►
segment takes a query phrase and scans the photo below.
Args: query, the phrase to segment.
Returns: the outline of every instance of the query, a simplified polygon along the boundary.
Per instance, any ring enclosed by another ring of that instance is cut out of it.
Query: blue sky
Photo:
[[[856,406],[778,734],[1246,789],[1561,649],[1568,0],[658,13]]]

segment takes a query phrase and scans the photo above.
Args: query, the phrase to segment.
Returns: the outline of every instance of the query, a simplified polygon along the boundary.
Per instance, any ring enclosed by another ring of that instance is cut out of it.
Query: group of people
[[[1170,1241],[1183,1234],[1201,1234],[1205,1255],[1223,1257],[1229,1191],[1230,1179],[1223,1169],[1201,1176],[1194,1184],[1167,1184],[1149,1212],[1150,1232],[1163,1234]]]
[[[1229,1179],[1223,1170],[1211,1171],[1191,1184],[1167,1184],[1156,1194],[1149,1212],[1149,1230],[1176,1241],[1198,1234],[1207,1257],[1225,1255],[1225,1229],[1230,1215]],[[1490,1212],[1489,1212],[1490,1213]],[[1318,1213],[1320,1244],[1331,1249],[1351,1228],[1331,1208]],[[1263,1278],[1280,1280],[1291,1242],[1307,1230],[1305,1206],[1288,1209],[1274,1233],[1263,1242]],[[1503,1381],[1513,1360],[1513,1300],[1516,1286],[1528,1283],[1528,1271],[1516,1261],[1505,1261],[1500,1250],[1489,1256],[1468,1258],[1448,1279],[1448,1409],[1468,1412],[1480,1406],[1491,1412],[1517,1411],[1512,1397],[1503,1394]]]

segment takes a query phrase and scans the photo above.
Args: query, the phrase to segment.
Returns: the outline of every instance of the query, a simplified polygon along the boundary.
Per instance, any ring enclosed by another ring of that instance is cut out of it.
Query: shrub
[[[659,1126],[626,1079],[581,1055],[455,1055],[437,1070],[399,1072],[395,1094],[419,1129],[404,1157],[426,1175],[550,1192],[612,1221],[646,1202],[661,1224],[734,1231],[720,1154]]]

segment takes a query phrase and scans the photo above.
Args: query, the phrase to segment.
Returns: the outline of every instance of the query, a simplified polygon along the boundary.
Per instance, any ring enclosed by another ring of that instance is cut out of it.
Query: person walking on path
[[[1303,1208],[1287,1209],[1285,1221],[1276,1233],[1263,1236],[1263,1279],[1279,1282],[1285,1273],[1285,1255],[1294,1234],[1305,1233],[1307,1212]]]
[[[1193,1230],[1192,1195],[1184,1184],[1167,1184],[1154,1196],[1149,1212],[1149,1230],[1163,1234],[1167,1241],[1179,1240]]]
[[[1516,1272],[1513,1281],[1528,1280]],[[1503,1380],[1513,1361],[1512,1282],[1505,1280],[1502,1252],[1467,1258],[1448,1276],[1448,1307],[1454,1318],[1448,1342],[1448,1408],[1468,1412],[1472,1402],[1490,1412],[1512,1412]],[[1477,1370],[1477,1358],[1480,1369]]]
◄
→ **WHAT YOU ARE ASKED TO DO**
The response should consist of the entries above, retyped exactly.

→ **SOLUTION**
segment takes a query phrase and scans the photo below.
Args: query, the phrase to segment.
Returns: the outline of every instance of the query, a simplified polygon along the boundary.
Per instance, any ring enclosed by another ring of that instance is cut out of it.
Query: blue sky
Photo:
[[[856,406],[778,734],[1246,789],[1561,649],[1568,0],[658,13]]]

segment takes a query phrase and scans the photo above.
Args: query, the phrase to segment.
Returns: the outline of every instance of the query, a simplified polygon along the boundary.
Per instance, any ring enclosed by another ring of that instance is cut out of it.
Query: group of people
[[[1170,1241],[1183,1234],[1201,1234],[1205,1255],[1223,1257],[1229,1191],[1230,1179],[1223,1169],[1201,1176],[1194,1184],[1167,1184],[1149,1212],[1150,1232],[1163,1234]]]
[[[1229,1179],[1223,1170],[1211,1171],[1191,1184],[1167,1184],[1156,1194],[1149,1212],[1149,1230],[1176,1241],[1198,1234],[1207,1257],[1225,1255],[1225,1229],[1230,1215]],[[1490,1212],[1489,1212],[1490,1213]],[[1318,1213],[1320,1244],[1331,1249],[1351,1228],[1331,1208]],[[1263,1278],[1280,1280],[1291,1242],[1307,1230],[1305,1206],[1288,1209],[1274,1233],[1263,1242]],[[1503,1381],[1513,1360],[1513,1300],[1516,1286],[1528,1283],[1528,1271],[1516,1261],[1505,1261],[1500,1250],[1489,1256],[1468,1258],[1448,1279],[1448,1409],[1468,1412],[1480,1406],[1491,1412],[1517,1411],[1512,1397],[1503,1394]]]

segment takes a query phrase and scans the photo above.
Args: query, the phrase to segment.
Returns: the outline of every instance of the query, a simplified polygon along the boundary.
Per instance, any ring enclosed by another ring of that instance is cut out of it.
Query: shrub
[[[659,1126],[626,1079],[581,1055],[455,1055],[437,1070],[399,1072],[395,1094],[419,1129],[404,1157],[426,1175],[550,1192],[612,1221],[646,1202],[661,1224],[734,1231],[720,1154]]]

segment takes a query phrase and scans the photo above.
Args: query, the phrase to segment.
Returns: the outline of every instance of the query, a simplified polygon along the boundary.
Per instance, any ring enclosed by another ring of that instance is cut out of it.
Query: person walking on path
[[[1303,1208],[1287,1209],[1285,1221],[1276,1233],[1263,1236],[1263,1279],[1279,1282],[1285,1273],[1285,1255],[1294,1234],[1305,1233],[1307,1212]]]
[[[1193,1230],[1192,1195],[1184,1184],[1167,1184],[1154,1196],[1149,1212],[1149,1230],[1163,1234],[1167,1241],[1179,1240]]]
[[[1516,1272],[1513,1281],[1528,1280]],[[1503,1380],[1513,1361],[1512,1282],[1505,1280],[1502,1252],[1467,1258],[1448,1276],[1448,1307],[1454,1318],[1448,1342],[1448,1408],[1468,1412],[1472,1402],[1490,1412],[1512,1412]],[[1477,1370],[1477,1358],[1480,1369]]]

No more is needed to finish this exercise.